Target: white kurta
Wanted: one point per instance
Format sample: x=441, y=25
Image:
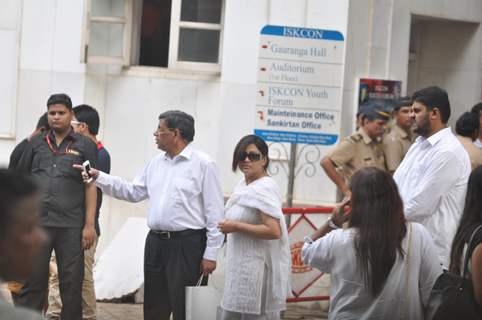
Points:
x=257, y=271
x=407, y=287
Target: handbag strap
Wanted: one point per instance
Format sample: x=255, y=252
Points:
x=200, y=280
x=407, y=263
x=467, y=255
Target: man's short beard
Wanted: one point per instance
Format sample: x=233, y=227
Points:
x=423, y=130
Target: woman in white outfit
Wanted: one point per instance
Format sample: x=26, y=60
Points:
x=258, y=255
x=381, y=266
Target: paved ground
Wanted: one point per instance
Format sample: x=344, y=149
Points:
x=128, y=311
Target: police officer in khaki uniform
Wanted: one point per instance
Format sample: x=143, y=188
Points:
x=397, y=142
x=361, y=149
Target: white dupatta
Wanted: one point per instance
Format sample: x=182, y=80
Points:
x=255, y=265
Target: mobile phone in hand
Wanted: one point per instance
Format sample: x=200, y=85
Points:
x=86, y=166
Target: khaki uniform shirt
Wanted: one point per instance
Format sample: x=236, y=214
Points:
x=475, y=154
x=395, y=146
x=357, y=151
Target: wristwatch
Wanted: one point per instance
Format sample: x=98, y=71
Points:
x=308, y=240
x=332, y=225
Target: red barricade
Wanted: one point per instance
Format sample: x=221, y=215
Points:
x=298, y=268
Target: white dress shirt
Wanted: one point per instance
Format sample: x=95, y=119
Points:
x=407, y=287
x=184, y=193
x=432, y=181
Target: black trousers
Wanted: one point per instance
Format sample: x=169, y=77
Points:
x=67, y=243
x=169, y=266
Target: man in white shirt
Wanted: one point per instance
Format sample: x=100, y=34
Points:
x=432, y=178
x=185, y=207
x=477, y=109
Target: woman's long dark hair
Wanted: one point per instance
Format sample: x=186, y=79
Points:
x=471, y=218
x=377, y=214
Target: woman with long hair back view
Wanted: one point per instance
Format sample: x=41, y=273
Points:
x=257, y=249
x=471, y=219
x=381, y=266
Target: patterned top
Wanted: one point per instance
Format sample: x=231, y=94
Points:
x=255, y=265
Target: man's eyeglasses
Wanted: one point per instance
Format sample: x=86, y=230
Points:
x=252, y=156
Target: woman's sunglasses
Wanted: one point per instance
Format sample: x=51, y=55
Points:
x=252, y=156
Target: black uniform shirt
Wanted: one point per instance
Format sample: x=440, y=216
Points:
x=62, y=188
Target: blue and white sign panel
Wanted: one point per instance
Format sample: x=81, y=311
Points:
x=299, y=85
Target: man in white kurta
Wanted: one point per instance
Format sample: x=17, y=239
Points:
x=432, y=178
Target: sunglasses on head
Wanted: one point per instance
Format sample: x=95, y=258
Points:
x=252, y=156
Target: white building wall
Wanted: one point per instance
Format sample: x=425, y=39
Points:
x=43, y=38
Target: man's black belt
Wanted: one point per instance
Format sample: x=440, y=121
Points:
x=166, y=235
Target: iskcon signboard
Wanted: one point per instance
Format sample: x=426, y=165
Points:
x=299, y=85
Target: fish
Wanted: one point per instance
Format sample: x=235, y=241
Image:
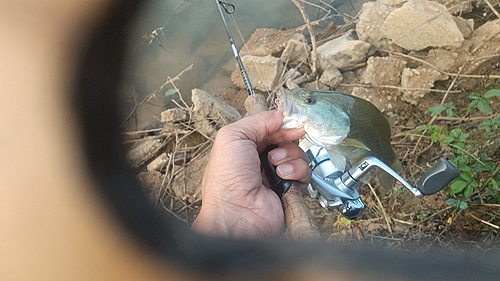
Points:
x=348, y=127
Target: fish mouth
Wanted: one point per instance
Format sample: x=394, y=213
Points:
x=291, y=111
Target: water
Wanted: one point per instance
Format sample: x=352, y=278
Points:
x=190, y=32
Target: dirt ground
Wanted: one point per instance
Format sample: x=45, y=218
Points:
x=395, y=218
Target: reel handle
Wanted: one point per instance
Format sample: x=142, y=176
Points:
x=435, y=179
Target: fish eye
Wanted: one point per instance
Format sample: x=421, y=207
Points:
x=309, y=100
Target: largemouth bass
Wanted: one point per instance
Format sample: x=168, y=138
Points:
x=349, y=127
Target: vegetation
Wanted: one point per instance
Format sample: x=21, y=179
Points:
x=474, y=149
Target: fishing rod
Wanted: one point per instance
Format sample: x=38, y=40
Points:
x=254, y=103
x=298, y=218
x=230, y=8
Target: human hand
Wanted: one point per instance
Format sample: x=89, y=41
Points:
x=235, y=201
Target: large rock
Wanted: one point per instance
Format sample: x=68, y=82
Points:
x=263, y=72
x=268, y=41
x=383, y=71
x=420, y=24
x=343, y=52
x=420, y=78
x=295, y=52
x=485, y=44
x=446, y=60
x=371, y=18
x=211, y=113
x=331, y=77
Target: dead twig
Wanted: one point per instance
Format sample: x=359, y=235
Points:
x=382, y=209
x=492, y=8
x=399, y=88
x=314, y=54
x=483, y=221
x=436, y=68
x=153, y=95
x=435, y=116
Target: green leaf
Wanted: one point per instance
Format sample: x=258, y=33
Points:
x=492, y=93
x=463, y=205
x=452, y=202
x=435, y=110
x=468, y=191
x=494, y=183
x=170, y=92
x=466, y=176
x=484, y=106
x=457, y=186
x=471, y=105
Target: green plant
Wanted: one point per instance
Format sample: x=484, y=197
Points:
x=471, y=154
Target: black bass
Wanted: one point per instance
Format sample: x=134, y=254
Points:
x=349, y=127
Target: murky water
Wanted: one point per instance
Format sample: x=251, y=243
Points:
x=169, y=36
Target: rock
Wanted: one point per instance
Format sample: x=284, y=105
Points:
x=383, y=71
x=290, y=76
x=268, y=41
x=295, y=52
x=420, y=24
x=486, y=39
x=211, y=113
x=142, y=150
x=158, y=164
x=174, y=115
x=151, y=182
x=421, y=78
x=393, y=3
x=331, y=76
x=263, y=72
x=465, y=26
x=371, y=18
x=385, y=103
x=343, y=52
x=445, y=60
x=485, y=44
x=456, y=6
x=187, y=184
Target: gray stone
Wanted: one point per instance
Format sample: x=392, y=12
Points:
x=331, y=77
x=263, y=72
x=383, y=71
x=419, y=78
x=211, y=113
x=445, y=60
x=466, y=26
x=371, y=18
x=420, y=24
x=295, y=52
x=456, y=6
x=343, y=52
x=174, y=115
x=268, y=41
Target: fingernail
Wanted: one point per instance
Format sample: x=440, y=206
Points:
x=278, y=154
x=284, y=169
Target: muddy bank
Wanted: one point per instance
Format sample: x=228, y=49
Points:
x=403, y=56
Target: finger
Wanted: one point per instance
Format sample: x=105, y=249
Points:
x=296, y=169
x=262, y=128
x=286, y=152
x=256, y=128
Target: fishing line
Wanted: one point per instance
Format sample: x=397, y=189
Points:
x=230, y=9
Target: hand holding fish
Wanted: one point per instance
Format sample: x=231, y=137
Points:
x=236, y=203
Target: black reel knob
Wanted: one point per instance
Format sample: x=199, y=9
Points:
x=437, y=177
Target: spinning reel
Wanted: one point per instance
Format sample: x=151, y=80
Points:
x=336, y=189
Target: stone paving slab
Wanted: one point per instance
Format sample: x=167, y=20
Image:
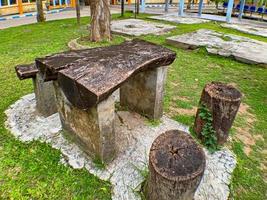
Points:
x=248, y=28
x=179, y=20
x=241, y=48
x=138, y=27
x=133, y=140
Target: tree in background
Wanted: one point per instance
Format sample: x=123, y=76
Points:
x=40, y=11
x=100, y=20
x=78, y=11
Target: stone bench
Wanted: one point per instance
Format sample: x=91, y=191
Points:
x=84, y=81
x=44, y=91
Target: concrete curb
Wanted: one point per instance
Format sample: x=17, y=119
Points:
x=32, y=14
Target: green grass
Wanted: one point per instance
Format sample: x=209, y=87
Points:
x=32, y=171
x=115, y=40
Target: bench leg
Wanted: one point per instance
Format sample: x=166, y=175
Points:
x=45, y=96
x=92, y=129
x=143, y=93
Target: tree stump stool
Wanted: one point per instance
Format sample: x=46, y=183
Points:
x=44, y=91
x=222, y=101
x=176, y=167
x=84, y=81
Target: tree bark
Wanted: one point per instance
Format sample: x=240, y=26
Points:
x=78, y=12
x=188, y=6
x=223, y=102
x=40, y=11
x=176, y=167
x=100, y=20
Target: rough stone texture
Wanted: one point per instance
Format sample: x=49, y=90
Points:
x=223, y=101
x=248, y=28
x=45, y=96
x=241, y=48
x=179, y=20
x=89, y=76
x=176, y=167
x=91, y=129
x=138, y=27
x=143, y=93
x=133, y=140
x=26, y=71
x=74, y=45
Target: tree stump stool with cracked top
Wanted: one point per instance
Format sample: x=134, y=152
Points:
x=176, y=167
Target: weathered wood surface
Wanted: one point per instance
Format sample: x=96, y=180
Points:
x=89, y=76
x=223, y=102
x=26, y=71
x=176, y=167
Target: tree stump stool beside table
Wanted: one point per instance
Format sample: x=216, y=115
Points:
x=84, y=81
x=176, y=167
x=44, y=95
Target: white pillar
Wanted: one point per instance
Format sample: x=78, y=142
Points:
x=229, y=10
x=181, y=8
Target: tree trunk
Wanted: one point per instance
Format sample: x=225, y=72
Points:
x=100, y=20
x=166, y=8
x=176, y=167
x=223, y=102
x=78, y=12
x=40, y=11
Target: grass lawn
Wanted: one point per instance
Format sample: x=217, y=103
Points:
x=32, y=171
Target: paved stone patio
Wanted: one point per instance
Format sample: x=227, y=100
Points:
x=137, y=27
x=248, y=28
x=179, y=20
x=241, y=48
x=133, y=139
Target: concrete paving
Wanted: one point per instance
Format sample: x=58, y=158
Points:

· · · · ·

- [Given request]
Format the rows from the line containing "Target: fishing rod" through the line containing "x=471, y=105" as a JSON array of strings, one string per line and no blank lines.

- [Answer to the exercise]
[
  "Target: fishing rod",
  "Wanted: one point per instance",
  "Format sample: x=38, y=40",
  "Points:",
  "x=254, y=103",
  "x=298, y=218",
  "x=230, y=8",
  "Target: human hand",
  "Wanted: one point per instance",
  "Format sample: x=89, y=41",
  "Points:",
  "x=235, y=201",
  "Target: large rock",
  "Wanted: one point per instance",
  "Format sample: x=68, y=82",
  "Points:",
  "x=263, y=72",
  "x=268, y=41",
  "x=383, y=71",
  "x=420, y=24",
  "x=343, y=52",
  "x=420, y=78",
  "x=295, y=52",
  "x=485, y=44",
  "x=446, y=60",
  "x=371, y=18",
  "x=211, y=113",
  "x=331, y=77",
  "Target: dead twig",
  "Wanted: one point per instance",
  "Format sample: x=359, y=235",
  "Points:",
  "x=382, y=209",
  "x=492, y=8",
  "x=399, y=88",
  "x=314, y=54",
  "x=483, y=221",
  "x=436, y=68",
  "x=153, y=95",
  "x=435, y=116",
  "Target: green leaf",
  "Wanted: one point per instance",
  "Format sample: x=258, y=33",
  "Points:",
  "x=492, y=93",
  "x=463, y=205",
  "x=452, y=202",
  "x=435, y=110",
  "x=468, y=191",
  "x=494, y=183",
  "x=170, y=92",
  "x=466, y=176",
  "x=484, y=106",
  "x=457, y=186",
  "x=471, y=105"
]